INSTRUCTION:
Copy all lines below exactly as written. Leave pictures out.

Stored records
=-=-=-=-=

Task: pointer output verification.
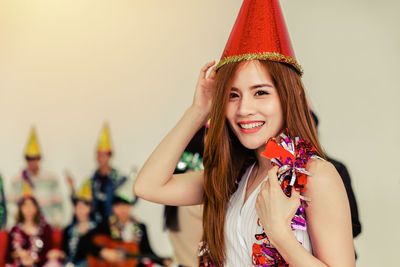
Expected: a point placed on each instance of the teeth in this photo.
(251, 125)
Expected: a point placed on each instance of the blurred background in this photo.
(69, 66)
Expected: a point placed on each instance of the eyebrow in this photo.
(254, 86)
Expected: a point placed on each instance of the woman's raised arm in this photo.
(155, 181)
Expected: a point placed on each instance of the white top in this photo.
(241, 226)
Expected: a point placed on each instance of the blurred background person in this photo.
(30, 239)
(105, 180)
(42, 184)
(344, 174)
(120, 236)
(80, 225)
(184, 224)
(3, 208)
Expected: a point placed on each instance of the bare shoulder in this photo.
(324, 177)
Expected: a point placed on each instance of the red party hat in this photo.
(259, 33)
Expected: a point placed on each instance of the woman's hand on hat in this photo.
(205, 88)
(274, 208)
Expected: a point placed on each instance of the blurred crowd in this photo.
(101, 232)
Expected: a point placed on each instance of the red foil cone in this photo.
(259, 33)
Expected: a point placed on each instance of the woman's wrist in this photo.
(281, 235)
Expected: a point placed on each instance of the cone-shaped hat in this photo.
(104, 144)
(259, 33)
(32, 148)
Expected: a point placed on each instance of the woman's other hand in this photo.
(274, 208)
(204, 88)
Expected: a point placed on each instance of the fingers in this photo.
(203, 71)
(273, 176)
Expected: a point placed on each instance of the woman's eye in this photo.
(233, 95)
(262, 92)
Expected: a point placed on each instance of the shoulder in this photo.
(324, 178)
(324, 187)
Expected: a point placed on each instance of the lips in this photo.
(250, 126)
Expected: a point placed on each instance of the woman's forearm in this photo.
(293, 252)
(158, 169)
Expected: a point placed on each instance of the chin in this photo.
(252, 144)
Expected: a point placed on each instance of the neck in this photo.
(123, 221)
(83, 221)
(264, 164)
(29, 222)
(105, 170)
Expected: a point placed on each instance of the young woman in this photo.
(255, 94)
(30, 240)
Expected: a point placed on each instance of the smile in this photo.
(250, 127)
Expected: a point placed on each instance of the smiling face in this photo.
(254, 109)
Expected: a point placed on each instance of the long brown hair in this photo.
(225, 157)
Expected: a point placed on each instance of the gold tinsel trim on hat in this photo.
(273, 56)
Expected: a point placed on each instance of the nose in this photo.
(246, 106)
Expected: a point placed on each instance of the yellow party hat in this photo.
(85, 193)
(104, 144)
(32, 149)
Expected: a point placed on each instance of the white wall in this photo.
(68, 66)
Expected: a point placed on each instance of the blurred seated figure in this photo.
(80, 225)
(43, 186)
(120, 238)
(105, 180)
(185, 224)
(30, 240)
(344, 174)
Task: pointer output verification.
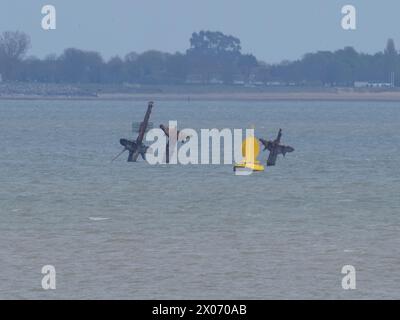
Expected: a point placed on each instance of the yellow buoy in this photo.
(250, 152)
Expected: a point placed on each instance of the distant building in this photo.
(366, 84)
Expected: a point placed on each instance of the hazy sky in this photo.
(273, 30)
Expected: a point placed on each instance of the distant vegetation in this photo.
(213, 58)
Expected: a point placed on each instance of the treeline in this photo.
(212, 58)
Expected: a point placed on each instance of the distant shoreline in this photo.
(223, 96)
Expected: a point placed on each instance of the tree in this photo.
(13, 47)
(81, 66)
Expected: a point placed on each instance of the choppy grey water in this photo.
(199, 231)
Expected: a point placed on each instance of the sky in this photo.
(272, 30)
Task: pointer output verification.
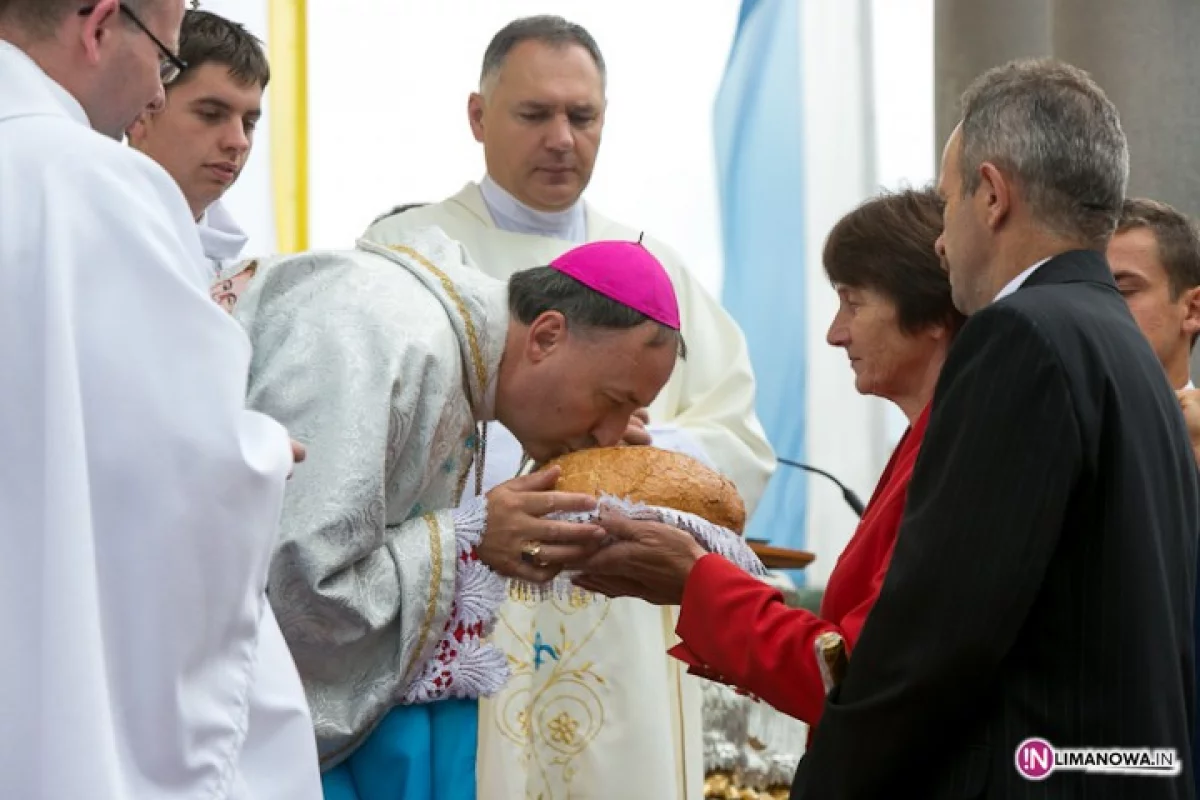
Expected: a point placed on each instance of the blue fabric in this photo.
(418, 752)
(759, 131)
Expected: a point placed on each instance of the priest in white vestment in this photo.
(204, 132)
(384, 361)
(595, 708)
(141, 499)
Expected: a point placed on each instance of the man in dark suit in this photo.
(1044, 575)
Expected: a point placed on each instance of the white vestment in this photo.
(139, 498)
(221, 238)
(595, 708)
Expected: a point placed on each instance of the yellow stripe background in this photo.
(288, 46)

=-=-=-=-=

FULL ANSWER:
Task: pointer output verification.
Expected: a point placed on each instance of the teeth in this photo.
(251, 125)
Expected: a point placed on each instance of the blurred background in this photo.
(69, 66)
Expected: a point placed on each instance of the eyebrow in this photo.
(254, 86)
Expected: a point placed on each instance of the woman's raised arm in this photo.
(155, 181)
Expected: a point placed on each instance of the white top in this photo.
(241, 226)
Expected: a point placed on each instance of the blurred background person in this photo.
(30, 239)
(105, 180)
(42, 184)
(344, 174)
(120, 236)
(80, 225)
(184, 224)
(3, 208)
Expected: a point placed on each instance of the bare shoulder in this photo.
(324, 177)
Expected: a point placed on each instance of the red party hat in this photo.
(259, 33)
Expected: a point placed on each instance of the woman's hand on hat in this photo.
(205, 88)
(274, 208)
Expected: a point placed on each instance of the blurred crowd in this photo.
(101, 232)
Expected: a point placed on each instance of the red foil cone in this photo.
(259, 33)
Expected: a point placed on each instance of the woman's wrist in this photo.
(281, 235)
Expected: a point placed on each instance of the cone-shaped hat in this photo.
(104, 144)
(259, 33)
(32, 148)
Expected: a point placed on each instance of the woman's other hand in this photo.
(274, 208)
(204, 88)
Expected: a point placed on each instance of the fingers in this photo.
(203, 71)
(273, 176)
Expected: a point placed on each instance of the woman's eye in this photo.
(233, 95)
(262, 92)
Expected: a point placed on each instance of the shoulder in this photo.
(324, 178)
(324, 187)
Expected: a point placed on each instance of the lips in this photo.
(250, 126)
Expected: a point placed on each instance of the woman's forearm in this photo.
(293, 252)
(158, 169)
Expected: a point placed on each instance of the chin in this photo.
(252, 144)
Expected: a point placed on each instance of the neck in this photo.
(123, 221)
(83, 221)
(264, 164)
(29, 222)
(105, 170)
Expected: a point placed on each instance of the young woman in this photo.
(255, 94)
(30, 240)
Expected: a point placed on each instance of the smile in this photo.
(250, 127)
Expected: a point placed on each instance of the smiling face in this photo.
(254, 109)
Expected: a point placed on each instance of the long brown hair in this photo.
(225, 157)
Expected: a point placed on each instance of the gold tinsel trim on hat in this photo.
(273, 56)
Expected: a point placed on each instance of the nose in this photo.
(246, 106)
Expected: a point placed on each instance of the yellow party hat in this photo.
(85, 193)
(104, 144)
(32, 149)
Expected: a point placed on each instance of the white wall in this photo.
(68, 66)
Expected: a point placed on each instance of the blurred seated figure in this photo.
(80, 225)
(43, 186)
(120, 238)
(105, 180)
(185, 224)
(30, 240)
(344, 174)
Task: pointer output verification.
Expected: a point placed on each instance of the yellow buoy in this photo.
(250, 152)
Expected: a point placed on each instance of the distant building in this photo.
(366, 84)
Expected: a point placed on each instance of the hazy sky in this photo.
(273, 30)
Expected: a point placed on each instance of the distant vegetation in this photo.
(213, 58)
Expected: a point placed on each instance of the treeline in this photo.
(212, 58)
Expected: a point placed on each instance of the distant shoreline in this photo.
(223, 96)
Expected: a point placed on each instance of the tree in this photo.
(13, 47)
(81, 66)
Expected: a point placed on each instance of the choppy grey water in this photo.
(199, 231)
Expected: a point placed on each instance of the sky in this photo.
(272, 30)
Task: pointer output verification.
Expected: a point placed on each instance of the blue fabric in this photo.
(418, 752)
(759, 131)
Expected: a point placed on each instance of the priest in white vestment in this photo.
(204, 132)
(384, 361)
(595, 708)
(141, 499)
Expected: a point placed on each instance of the man in dark suit in this photo.
(1044, 575)
Expected: a point placed on each instance of the white vestment in this photo.
(139, 498)
(221, 238)
(595, 708)
Expected: a point placed on each instance of the yellow stripe background in this photo.
(288, 46)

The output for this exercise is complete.